__PROVIDED TEXT__
=======
So outcomes can depend on things that never actually happen in the real world. Cool, so what does that have to do with the past influencing the future? Well, the answer is that it doesn’t—at least, not directly. But that’s where the twist comes in:
Earlier, when I gave my toy example of a hypothetical chess game between you and Kasparov, I made sure to phrase the question so that the situation was presented from the perspective of your actual self, not your hypothetical self. (This makes sense; after all, if Omega’s prediction method was based on something other than a direct simulation, your hypothetical self might not even exist.) But there was another way of describing the situation:
You’re going about your day normally when suddenly, with no warning whatsoever, you’re teleported into a white void of nothingness. In front of you is a chessboard; on the other side of the chessboard sits Kasparov, who challenges you to a game of chess.
=======
__WHAT IS NEEDED__
Please carry on the passage about the hypothetical chess game against Kasparov, picking up right after its last sentence.

__DATA__
=======
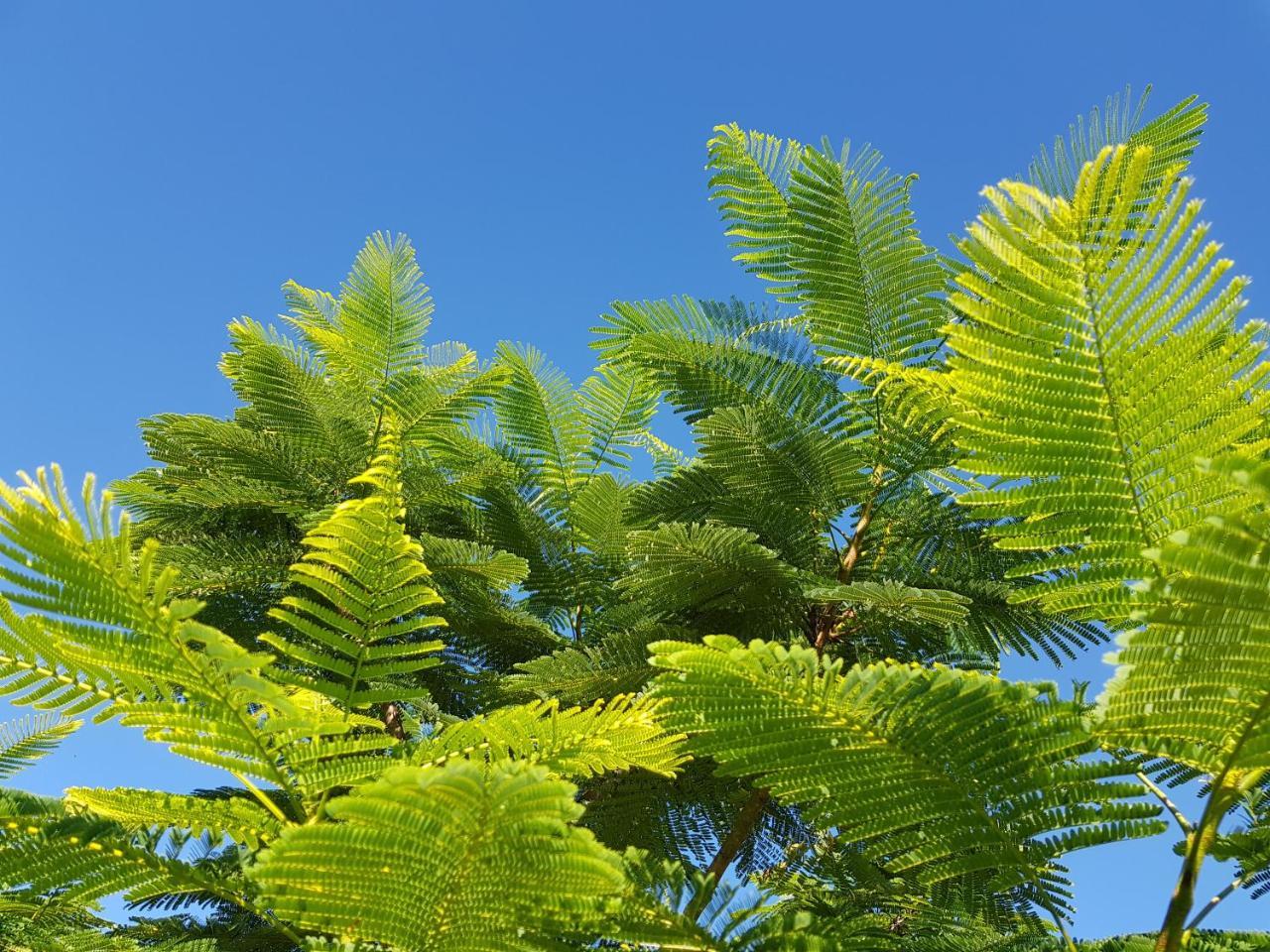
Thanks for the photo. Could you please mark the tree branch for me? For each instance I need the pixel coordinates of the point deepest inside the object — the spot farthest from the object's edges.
(742, 828)
(1187, 825)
=======
__EXERCISE ANSWER__
Here, we have the same situation, but presented from the viewpoint of the hypothetical you on whom Omega’s prediction is based. Crucially, the hypothetical you doesn’t know that they’re hypothetical, or that the real you even exists. So from their perspective, something random just happened for no reason at all. (Yes, yes, if Omega used some method other than a simulation to make his prediction, the hypothetical you wouldn’t have existed and wouldn’t have had a perspective—but hey, that doesn’t stop me from writing from their perspective, right? After all, real people write from the perspectives of unreal people all the time; that’s just called writing fiction. And besides, we’ve already established that real or unreal, the outcome of the game really does determine whether you get the $500, so the thoughts and feelings of the hypothetical you are nonetheless important in that they partially determine the outcome of the game.)
And now we come to the final, crucial point that makes sense of the blackmail scenario and all the other thought experiments in the paper, the point that Schwarz and most mainstream philosophers haven’t taken into account:
Every single one of those thought experiments could have been written from the perspective, not of the real you, but a hypothetical, counterfactual version of yourself.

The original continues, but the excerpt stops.